#### Directions:
1/ Please copy the lung transplantation abstract word for word, starting with "Background Interstitial lung" and going on through "the LT program.".
2/ In the lung transplantation abstract, what is the only therapeutic option for end-stage lung disease?

#### Reading text:
___

Background Interstitial lung disease (ILD) is the most characteristic feature and prognosis determinant of patients with antisynthetase (AS) and anti-MDA5 syndromes. Despite immunosuppressive treatment, ILD sometimes progresses to an end-stage lung disease, for which lung transplantation (LT) is the only therapeutic option. There is scarce data about post-LT outcome in this group of patients.
Objectives To describe clinical characteristics and post-LT outcome of patients with ILD associated to AS and anti-MDA5 syndromes included in the LT program of the Vall d'Hebron Hospital of Barcelona.
Methods We performed a review of patient records listed in the LT program.

___

#### Data under study:
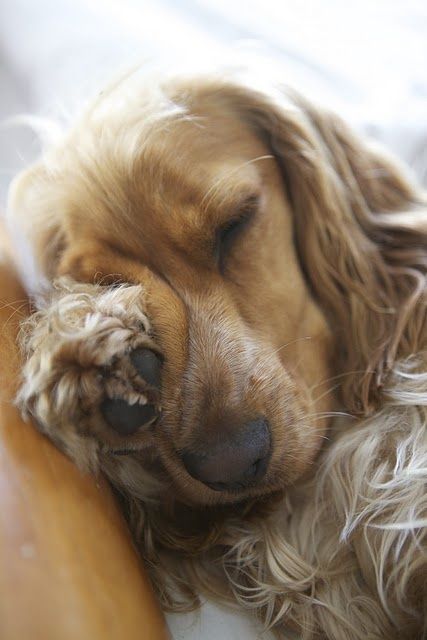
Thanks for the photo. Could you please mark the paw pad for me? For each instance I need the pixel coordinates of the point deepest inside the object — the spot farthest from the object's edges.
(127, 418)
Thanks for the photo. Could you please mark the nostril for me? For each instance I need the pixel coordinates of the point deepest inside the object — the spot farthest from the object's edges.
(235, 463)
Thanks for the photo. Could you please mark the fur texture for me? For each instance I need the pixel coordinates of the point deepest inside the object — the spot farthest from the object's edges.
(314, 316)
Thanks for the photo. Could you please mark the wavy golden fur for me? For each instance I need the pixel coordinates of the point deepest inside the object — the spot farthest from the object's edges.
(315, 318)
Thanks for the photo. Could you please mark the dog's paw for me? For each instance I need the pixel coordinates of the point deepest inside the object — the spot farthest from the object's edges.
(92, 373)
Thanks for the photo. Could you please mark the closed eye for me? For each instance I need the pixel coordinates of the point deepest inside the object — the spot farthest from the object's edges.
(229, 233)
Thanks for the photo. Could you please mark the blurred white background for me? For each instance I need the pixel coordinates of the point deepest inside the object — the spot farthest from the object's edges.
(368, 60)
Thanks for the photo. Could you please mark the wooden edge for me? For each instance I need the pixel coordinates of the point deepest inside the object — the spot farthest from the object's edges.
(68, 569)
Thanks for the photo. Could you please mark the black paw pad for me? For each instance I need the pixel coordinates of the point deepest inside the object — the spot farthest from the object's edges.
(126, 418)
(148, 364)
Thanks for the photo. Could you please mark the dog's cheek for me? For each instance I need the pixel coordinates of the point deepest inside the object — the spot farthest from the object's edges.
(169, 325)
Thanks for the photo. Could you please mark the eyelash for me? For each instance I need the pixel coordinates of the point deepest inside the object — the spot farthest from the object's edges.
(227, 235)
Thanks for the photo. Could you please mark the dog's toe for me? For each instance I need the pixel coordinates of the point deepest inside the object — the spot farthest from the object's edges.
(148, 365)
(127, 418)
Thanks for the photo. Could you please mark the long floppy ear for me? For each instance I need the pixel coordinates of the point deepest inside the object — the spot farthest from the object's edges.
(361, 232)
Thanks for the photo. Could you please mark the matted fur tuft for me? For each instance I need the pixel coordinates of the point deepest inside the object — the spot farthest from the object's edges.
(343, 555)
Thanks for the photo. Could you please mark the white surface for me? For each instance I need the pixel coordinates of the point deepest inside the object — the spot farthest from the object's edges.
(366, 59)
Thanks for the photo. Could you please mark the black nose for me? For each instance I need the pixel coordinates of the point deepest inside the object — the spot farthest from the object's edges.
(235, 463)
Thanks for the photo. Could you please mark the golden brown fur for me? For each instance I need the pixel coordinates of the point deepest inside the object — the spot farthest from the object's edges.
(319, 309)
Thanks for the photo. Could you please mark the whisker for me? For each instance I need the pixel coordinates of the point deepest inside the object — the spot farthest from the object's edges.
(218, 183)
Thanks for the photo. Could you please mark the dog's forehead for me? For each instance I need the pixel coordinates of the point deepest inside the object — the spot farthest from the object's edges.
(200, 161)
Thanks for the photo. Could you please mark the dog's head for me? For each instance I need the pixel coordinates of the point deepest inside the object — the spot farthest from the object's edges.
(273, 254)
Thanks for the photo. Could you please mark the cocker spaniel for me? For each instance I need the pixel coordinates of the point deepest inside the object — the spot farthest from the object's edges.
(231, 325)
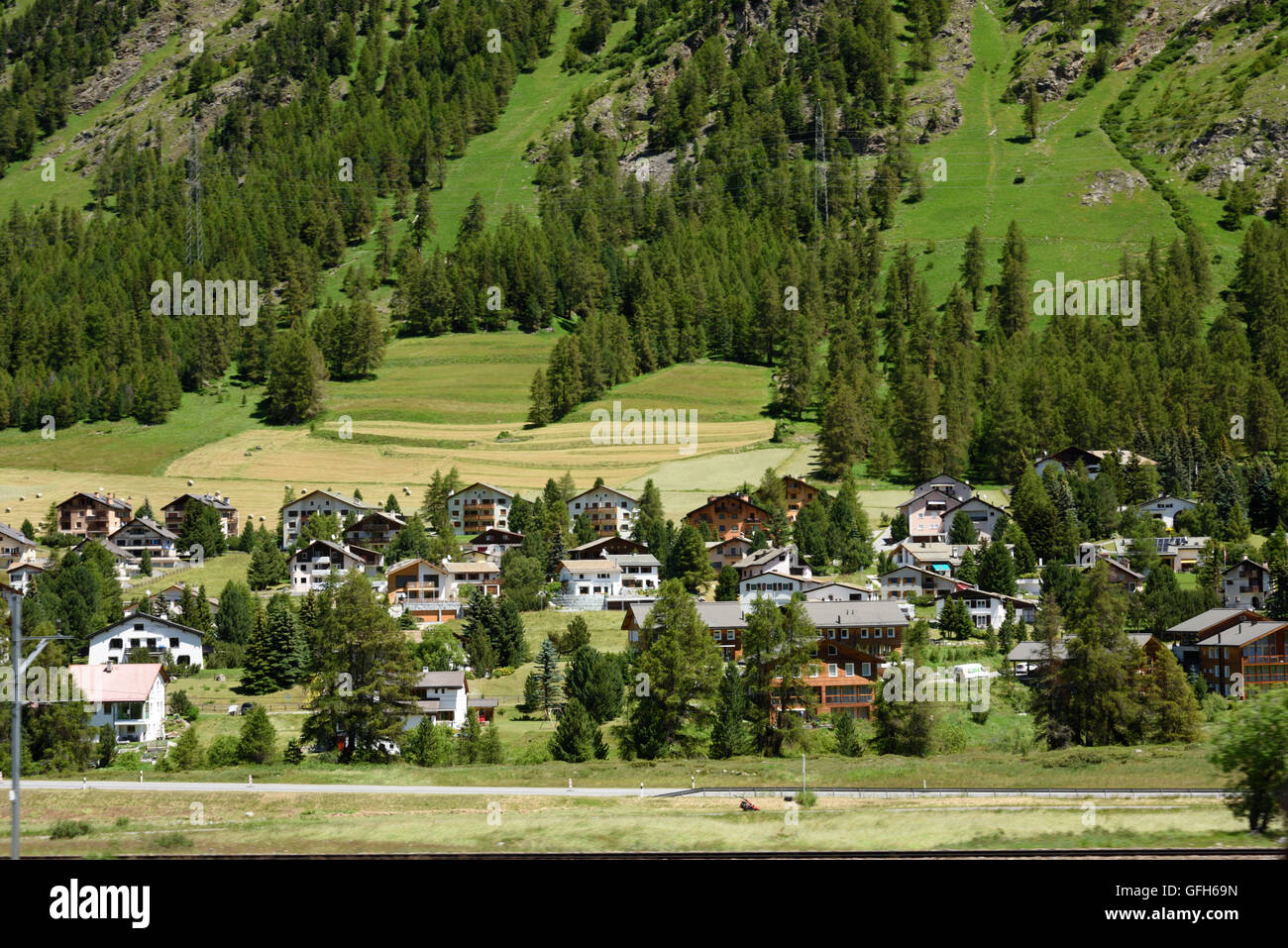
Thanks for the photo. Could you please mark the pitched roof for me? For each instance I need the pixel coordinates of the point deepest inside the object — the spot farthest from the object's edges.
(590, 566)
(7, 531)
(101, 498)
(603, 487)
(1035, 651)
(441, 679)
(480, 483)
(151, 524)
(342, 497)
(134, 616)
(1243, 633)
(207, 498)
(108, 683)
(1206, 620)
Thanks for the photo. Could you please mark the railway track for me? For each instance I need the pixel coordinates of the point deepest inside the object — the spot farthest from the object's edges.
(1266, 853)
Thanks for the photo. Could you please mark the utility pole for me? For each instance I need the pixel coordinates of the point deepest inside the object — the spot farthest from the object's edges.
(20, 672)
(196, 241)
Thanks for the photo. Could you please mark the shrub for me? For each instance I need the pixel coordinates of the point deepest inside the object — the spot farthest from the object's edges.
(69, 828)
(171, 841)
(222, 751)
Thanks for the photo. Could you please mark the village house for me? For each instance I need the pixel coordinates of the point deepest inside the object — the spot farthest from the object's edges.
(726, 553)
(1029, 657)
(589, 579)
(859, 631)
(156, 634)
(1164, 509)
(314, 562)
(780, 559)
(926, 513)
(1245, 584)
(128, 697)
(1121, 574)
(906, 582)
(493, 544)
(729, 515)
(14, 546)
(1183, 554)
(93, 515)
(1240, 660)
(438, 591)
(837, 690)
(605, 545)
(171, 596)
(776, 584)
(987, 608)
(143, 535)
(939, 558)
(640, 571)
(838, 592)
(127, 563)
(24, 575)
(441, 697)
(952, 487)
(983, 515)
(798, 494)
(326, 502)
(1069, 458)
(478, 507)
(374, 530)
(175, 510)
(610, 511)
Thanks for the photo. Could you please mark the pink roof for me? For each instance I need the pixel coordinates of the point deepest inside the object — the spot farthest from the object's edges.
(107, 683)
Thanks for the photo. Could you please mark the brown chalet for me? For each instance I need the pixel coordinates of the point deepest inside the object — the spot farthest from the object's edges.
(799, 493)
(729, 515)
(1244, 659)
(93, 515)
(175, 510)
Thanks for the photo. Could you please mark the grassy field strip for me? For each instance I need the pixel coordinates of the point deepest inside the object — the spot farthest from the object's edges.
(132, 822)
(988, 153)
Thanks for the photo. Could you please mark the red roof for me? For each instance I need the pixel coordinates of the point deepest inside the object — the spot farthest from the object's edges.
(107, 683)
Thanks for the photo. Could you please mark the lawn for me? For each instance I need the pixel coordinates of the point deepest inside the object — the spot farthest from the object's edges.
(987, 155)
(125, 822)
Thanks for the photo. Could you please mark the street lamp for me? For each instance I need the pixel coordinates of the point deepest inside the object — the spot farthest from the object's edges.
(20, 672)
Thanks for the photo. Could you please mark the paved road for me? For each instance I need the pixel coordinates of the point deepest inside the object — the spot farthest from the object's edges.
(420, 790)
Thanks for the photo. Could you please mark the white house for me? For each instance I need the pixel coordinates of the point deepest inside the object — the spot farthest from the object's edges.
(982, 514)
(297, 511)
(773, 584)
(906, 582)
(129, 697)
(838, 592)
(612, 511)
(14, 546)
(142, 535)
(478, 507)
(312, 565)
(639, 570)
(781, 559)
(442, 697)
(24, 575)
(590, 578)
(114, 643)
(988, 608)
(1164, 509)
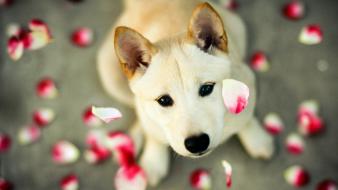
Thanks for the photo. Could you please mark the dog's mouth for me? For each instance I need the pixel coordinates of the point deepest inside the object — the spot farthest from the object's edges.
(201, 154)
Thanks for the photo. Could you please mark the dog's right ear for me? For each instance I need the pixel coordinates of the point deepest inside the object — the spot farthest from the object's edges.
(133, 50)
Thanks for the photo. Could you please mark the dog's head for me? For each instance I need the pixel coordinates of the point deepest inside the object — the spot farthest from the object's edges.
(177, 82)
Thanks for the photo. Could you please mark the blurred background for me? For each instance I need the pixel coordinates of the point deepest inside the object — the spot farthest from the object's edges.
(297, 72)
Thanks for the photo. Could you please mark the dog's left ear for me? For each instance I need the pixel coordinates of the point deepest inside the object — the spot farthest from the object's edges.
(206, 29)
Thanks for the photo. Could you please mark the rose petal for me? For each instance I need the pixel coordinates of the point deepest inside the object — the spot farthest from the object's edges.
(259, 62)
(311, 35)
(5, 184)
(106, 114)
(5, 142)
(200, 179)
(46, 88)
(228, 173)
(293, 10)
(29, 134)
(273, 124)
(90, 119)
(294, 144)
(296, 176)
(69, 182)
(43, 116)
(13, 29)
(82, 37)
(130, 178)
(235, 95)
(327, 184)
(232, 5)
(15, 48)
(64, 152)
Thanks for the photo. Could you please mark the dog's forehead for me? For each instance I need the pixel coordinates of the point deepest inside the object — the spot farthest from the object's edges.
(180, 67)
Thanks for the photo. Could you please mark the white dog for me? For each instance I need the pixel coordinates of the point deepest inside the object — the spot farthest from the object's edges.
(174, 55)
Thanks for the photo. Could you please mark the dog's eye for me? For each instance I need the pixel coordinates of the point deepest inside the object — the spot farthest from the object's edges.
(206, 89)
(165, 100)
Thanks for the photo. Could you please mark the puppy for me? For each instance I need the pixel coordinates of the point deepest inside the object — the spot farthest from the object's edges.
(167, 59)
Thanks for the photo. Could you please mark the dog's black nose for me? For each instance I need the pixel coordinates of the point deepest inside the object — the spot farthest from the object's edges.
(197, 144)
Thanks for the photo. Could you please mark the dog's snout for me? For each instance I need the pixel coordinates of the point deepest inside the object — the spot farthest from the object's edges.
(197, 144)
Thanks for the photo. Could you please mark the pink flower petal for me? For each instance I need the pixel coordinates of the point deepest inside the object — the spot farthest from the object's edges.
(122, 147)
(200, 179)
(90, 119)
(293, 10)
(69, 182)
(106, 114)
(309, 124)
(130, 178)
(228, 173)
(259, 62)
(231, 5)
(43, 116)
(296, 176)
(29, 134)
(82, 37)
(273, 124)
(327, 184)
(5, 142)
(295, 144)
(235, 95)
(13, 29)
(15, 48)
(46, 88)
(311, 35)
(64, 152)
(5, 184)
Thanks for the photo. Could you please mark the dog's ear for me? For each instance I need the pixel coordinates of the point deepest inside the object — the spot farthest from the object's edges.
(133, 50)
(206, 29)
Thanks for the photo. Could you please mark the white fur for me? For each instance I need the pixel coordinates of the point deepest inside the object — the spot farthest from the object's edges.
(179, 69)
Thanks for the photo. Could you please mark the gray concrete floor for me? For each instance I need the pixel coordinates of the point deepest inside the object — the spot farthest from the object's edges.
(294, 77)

___

#### Answers to the tasks:
1/
Background Interstitial lung disease (ILD) is the most characteristic feature and prognosis determinant of patients with antisynthetase (AS) and anti-MDA5 syndromes. Despite immunosuppressive treatment, ILD sometimes progresses to an end-stage lung disease, for which lung transplantation (LT) is the only therapeutic option. There is scarce data about post-LT outcome in this group of patients.
Objectives To describe clinical characteristics and post-LT outcome of patients with ILD associated to AS and anti-MDA5 syndromes included in the LT program of the Vall d'Hebron Hospital of Barcelona.
Methods We performed a review of patient records listed in the LT program.

2/ Lung transplantation (LT).